• [EXCERPTED TEXT]:
::::

Posted on by Kalkicode
Code Recursion

Josephus problem using recursion

The Josephus problem is a famous theoretical problem in mathematics and computer science. It is named after the Jewish historian Flavius Josephus, who, according to the legend, found a way to avoid execution during a siege by the Romans. The problem can be stated as follows:

Suppose there are n people standing in a circle, numbered from 1 to n. Starting from person 1, you begin counting in a fixed direction (either clockwise or counterclockwise) and skip k-1 people. The k-th person is then removed from the circle. The process is repeated with the remaining n-1 people until only one person remains, who is declared the survivor.

The task is to find the position of the survivor given the values of n (the number of people) and k (the step size to skip).

Explanation using Example

Let's consider the test cases from the provided code:

  1. Test Case 1: n = 23, k = 8

    In this case, with 23 people and counting every 8th person, the survivor will be in position 2.

  2. Test Case 2: n = 31, k = 4

    With 31 people and counting every 4th person, the survivor will be in position 10.

  3. Test Case 3: n = 34, k = 2

    With 34 people and counting every 2nd person, the survivor will be in position 5.

Pseudocode

josephusSolution(num, k)
    if num is 1
        return 1
    return (josephusSolution(num - 1, k) + k - 1) % num + 1

josephus(num, k)
    if num <= 0 or k <= 0
        return
    result = josephusSolution(num, k)
    print "Number : num  K : k"
    print "Result : result"

Algorithm Explanation

The josephusSolution function is a recursive algorithm to find the position of the survivor in the Josephus problem. It takes two parameters: num (the number of people in the circle) and k (the step size to skip). The algorithm calculates the position of the survivor recursively using the following steps:

  1. If num is equal to 1, it means there is only one person remaining, and they are the survivor. In this case, the function returns 1.
  2. Otherwise, the function calls itself recursively with num - 1 (the remaining number of people) and k (the step size to skip). The result of the recursive call represents the position of the survivor in the reduced circle of num - 1 people.
  3. The algorithm then adds k - 1 to the result of the recursive call, as this represents the number of steps to skip the next k-th person.
  4. Finally, the algorithm takes the result modulo num to wrap around the circle and adds 1 to account for the 1-based indexing.

::::

• [INFORMATION SUPPLIED]:
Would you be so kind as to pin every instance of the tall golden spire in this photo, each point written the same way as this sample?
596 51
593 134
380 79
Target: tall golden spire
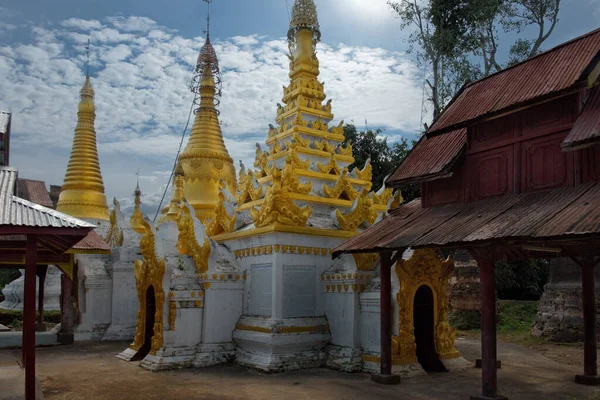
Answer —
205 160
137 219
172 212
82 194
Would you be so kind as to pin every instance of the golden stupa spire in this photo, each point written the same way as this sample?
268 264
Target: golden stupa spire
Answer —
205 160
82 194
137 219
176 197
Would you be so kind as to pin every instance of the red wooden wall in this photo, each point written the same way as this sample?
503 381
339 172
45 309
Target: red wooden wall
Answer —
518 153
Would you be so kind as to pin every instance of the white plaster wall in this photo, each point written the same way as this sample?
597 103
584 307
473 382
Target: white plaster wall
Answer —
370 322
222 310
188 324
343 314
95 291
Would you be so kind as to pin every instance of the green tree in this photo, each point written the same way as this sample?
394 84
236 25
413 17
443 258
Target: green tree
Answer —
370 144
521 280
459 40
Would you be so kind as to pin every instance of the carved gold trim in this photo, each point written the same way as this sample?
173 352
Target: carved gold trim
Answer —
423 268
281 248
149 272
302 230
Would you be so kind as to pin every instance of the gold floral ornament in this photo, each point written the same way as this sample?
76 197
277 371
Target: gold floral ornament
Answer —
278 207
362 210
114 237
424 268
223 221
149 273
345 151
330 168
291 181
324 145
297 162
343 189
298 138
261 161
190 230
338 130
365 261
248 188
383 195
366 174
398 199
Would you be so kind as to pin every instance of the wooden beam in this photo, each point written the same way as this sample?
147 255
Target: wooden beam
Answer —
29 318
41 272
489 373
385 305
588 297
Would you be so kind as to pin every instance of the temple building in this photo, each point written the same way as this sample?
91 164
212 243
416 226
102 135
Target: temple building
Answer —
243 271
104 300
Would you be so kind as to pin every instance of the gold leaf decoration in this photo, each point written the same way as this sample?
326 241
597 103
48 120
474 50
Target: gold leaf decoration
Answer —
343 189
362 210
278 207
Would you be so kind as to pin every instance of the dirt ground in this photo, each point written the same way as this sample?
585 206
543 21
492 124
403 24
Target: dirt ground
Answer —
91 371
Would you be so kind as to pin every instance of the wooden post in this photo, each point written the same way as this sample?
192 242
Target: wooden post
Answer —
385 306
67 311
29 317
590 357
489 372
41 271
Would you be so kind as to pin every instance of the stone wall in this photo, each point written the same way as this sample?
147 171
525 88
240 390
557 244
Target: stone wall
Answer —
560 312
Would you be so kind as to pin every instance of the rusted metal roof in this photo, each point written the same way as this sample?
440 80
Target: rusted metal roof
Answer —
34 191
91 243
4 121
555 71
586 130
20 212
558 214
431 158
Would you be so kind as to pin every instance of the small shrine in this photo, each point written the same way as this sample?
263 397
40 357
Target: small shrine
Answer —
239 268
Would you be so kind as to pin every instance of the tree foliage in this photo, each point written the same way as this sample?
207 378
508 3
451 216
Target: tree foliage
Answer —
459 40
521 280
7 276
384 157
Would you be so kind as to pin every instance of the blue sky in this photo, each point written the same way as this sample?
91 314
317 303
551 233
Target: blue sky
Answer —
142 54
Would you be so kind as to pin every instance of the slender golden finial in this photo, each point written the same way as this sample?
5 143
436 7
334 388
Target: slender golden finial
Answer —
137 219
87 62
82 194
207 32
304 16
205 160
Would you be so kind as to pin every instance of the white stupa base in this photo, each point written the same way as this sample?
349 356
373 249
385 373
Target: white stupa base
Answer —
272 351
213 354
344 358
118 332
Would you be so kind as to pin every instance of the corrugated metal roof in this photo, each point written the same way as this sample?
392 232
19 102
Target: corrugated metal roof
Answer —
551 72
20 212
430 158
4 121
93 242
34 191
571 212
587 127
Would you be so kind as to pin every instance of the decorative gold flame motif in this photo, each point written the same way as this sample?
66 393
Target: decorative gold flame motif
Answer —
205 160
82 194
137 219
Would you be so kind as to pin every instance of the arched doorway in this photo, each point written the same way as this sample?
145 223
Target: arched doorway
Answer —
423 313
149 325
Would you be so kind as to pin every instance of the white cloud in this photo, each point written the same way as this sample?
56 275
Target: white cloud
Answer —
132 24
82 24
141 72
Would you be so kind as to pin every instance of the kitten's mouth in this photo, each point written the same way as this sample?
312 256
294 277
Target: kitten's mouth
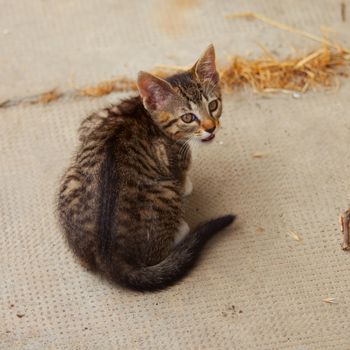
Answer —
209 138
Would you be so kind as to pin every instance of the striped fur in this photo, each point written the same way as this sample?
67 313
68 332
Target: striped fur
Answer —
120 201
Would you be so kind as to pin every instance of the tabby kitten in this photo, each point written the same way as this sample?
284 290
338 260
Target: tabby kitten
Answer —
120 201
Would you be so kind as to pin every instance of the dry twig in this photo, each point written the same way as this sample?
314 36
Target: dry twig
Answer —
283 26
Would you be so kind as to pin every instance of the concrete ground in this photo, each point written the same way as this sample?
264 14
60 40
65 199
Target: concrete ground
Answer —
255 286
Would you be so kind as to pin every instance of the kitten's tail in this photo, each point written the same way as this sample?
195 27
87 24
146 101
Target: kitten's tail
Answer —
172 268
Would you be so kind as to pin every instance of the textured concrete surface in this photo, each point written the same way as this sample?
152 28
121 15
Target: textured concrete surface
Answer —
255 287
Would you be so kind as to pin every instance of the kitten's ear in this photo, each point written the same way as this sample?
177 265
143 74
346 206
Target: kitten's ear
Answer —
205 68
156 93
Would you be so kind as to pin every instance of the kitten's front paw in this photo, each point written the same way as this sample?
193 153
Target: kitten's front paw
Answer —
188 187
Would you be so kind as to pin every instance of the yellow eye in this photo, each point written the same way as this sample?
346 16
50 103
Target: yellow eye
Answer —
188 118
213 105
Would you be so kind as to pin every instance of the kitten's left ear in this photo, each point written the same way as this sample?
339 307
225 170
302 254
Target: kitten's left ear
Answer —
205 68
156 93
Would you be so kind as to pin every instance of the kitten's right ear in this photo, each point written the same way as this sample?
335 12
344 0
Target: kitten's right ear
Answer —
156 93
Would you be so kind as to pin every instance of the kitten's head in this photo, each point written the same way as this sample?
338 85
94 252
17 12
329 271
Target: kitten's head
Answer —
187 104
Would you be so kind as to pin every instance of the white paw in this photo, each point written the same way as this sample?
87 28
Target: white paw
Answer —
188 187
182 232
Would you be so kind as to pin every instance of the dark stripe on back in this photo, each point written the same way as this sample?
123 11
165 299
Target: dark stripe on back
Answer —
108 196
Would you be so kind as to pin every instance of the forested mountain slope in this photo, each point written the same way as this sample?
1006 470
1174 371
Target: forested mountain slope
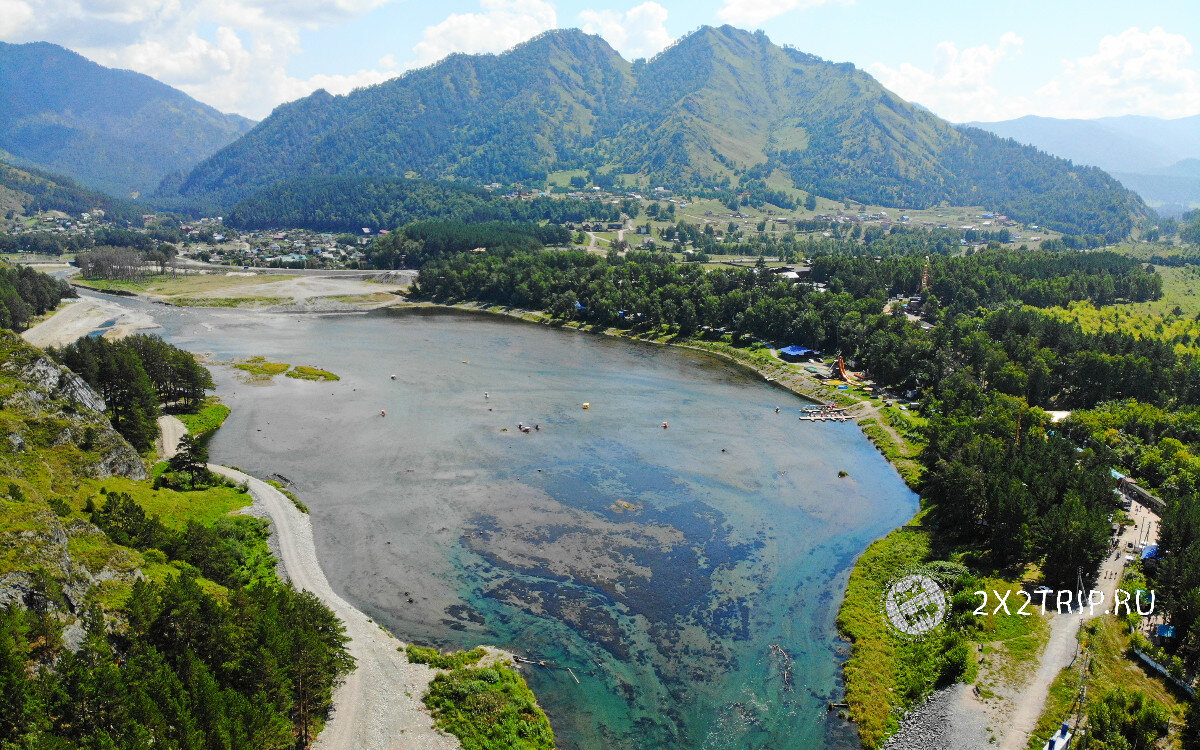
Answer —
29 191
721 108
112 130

::::

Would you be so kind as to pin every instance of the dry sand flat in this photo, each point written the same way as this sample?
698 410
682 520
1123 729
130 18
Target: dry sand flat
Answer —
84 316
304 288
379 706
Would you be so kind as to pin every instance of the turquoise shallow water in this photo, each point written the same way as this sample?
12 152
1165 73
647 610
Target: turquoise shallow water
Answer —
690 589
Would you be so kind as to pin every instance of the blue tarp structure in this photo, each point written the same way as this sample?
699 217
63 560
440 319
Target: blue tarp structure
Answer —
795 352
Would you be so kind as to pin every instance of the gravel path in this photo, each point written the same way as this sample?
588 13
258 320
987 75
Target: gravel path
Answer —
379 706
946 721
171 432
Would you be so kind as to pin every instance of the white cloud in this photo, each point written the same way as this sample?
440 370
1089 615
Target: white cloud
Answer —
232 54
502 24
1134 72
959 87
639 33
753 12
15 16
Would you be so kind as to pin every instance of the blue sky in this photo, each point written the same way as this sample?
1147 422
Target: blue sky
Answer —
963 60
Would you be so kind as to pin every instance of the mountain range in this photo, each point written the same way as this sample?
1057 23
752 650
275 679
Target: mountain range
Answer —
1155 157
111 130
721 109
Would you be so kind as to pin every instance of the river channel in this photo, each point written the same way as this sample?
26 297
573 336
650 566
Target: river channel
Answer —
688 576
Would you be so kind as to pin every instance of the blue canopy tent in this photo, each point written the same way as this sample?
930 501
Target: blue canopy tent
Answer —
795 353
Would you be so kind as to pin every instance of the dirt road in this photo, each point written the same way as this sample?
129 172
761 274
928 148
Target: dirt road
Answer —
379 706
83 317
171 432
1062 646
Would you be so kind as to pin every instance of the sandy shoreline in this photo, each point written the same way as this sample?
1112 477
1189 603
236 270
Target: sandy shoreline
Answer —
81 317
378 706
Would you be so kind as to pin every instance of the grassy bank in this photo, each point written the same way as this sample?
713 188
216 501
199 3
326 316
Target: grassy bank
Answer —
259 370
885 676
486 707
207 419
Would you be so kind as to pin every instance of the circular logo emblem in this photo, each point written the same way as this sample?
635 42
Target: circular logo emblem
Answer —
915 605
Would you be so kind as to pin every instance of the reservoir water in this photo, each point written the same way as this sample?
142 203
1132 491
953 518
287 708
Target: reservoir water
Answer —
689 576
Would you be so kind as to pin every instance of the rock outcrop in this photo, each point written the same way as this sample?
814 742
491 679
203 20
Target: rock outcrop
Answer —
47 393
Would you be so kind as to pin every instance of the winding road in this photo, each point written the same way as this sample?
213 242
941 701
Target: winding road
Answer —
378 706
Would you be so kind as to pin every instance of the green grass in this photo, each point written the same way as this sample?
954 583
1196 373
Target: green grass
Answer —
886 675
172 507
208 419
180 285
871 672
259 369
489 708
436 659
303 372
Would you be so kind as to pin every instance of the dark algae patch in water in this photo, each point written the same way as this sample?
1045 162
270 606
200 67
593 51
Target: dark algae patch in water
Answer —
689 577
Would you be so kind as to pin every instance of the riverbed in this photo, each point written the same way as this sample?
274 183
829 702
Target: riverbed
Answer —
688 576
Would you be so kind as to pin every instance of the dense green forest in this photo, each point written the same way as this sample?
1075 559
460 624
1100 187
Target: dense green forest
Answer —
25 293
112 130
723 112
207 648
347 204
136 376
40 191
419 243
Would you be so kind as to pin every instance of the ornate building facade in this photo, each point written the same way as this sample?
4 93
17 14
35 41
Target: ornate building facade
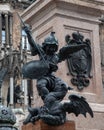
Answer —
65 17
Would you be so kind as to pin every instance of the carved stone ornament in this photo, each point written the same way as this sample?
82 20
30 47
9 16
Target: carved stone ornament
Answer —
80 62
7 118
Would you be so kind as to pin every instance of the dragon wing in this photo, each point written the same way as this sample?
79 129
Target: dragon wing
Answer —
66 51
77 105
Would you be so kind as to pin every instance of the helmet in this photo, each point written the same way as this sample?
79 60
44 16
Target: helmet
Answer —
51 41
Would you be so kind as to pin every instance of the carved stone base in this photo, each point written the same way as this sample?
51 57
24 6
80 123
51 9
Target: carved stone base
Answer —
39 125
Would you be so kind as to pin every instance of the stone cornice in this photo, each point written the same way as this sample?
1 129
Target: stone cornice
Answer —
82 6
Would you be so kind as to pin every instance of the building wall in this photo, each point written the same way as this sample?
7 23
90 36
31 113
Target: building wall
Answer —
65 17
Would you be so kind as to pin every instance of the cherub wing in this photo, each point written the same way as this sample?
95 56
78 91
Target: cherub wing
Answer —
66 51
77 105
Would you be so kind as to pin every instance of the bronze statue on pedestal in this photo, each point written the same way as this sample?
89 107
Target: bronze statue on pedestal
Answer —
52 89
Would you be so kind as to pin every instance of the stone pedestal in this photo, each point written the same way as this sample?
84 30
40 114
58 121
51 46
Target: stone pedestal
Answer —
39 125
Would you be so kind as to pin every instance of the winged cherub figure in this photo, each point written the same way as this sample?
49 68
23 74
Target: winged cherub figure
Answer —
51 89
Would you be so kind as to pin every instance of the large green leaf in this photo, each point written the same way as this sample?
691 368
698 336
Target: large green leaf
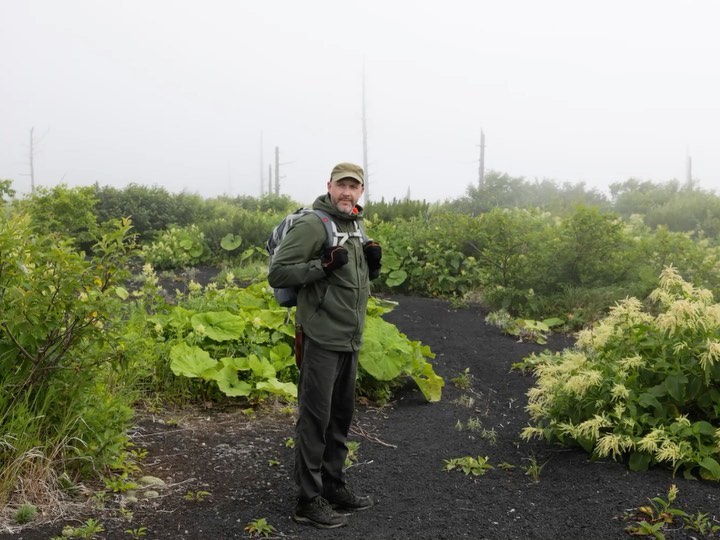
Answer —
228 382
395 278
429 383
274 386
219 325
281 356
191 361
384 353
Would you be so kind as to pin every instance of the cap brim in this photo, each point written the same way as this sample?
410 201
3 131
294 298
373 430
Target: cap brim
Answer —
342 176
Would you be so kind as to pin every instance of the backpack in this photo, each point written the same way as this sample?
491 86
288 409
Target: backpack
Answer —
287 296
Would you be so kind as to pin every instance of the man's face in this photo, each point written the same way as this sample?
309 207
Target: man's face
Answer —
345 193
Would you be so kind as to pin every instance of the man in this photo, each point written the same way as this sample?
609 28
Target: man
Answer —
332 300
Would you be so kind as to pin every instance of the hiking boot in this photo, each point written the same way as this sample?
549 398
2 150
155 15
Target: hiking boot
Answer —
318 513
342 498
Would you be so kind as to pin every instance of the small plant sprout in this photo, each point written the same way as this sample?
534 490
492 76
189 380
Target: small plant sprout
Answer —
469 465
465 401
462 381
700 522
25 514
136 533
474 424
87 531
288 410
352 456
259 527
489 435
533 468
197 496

::::

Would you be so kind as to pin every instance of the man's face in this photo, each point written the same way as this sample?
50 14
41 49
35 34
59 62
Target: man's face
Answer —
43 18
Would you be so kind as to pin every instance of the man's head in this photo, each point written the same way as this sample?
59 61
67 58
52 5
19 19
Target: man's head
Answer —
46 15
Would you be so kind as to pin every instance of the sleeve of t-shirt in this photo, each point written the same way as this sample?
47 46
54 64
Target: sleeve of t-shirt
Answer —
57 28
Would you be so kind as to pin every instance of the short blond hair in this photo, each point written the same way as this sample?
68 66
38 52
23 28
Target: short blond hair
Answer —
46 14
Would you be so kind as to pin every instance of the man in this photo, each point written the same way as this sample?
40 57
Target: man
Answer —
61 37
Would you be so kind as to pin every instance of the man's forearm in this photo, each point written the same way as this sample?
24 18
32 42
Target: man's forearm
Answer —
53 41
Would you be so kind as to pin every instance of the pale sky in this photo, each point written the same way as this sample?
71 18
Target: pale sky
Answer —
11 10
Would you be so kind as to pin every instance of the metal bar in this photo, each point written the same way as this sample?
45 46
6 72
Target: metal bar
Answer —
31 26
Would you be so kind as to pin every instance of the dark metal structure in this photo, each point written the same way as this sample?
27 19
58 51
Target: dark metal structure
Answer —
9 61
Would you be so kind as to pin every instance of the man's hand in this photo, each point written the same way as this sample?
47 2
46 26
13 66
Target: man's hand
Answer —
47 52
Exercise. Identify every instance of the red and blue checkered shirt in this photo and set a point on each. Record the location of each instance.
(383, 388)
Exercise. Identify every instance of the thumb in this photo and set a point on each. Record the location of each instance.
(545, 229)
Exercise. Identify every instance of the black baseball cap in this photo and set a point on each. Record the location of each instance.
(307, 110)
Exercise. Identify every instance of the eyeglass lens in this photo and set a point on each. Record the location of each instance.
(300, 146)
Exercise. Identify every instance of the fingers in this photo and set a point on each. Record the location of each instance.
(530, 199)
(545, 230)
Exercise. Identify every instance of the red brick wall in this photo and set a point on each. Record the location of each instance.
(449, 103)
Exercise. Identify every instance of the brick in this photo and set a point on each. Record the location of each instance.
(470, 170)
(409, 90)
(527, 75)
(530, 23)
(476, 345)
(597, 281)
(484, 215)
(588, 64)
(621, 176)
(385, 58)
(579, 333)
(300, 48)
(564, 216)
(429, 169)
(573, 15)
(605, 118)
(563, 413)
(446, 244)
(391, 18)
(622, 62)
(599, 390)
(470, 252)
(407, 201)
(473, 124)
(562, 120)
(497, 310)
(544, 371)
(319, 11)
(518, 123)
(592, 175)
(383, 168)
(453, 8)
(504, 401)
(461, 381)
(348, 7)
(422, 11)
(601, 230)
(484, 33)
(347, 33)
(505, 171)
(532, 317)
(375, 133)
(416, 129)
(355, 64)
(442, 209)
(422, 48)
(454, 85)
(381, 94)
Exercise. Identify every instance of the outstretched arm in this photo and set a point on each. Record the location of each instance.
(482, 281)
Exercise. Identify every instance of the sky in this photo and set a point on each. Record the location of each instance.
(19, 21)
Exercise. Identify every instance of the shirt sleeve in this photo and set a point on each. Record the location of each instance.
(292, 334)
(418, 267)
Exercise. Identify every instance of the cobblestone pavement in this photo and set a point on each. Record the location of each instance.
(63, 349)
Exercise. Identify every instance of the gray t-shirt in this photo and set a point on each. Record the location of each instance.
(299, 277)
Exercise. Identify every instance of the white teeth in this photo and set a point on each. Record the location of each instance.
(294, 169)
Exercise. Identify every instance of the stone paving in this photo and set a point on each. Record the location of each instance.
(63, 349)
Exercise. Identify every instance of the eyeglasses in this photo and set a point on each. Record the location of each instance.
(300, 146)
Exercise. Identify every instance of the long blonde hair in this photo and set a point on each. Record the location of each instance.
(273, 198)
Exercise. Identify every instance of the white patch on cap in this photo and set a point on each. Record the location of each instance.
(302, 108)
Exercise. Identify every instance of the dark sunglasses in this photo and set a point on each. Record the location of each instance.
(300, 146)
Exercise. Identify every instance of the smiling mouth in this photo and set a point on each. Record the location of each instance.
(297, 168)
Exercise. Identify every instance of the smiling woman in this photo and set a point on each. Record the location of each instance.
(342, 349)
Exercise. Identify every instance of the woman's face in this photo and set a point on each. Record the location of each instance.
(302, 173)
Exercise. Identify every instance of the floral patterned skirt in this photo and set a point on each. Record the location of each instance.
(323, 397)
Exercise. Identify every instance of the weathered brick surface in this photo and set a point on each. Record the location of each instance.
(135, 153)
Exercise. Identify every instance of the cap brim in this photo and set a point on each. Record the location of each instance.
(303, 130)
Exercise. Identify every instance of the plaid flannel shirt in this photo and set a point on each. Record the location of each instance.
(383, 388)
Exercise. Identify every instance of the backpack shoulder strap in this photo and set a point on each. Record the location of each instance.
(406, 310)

::::

• [PROBLEMS TO WORK ON]:
• A. In the Josephus text, what is the survivor's position when there are 31 people and every 4th person is counted?
• B. Please repeat the passage of the Josephus text starting at "Josephus problem using" and ending at "declared the survivor.".

• [SET OF ANSWERS]:
• A. Position 10.

• B.
Josephus problem using recursion

The Josephus problem is a famous theoretical problem in mathematics and computer science. It is named after the Jewish historian Flavius Josephus, who, according to the legend, found a way to avoid execution during a siege by the Romans. The problem can be stated as follows:

Suppose there are n people standing in a circle, numbered from 1 to n. Starting from person 1, you begin counting in a fixed direction (either clockwise or counterclockwise) and skip k-1 people. The k-th person is then removed from the circle. The process is repeated with the remaining n-1 people until only one person remains, who is declared the survivor.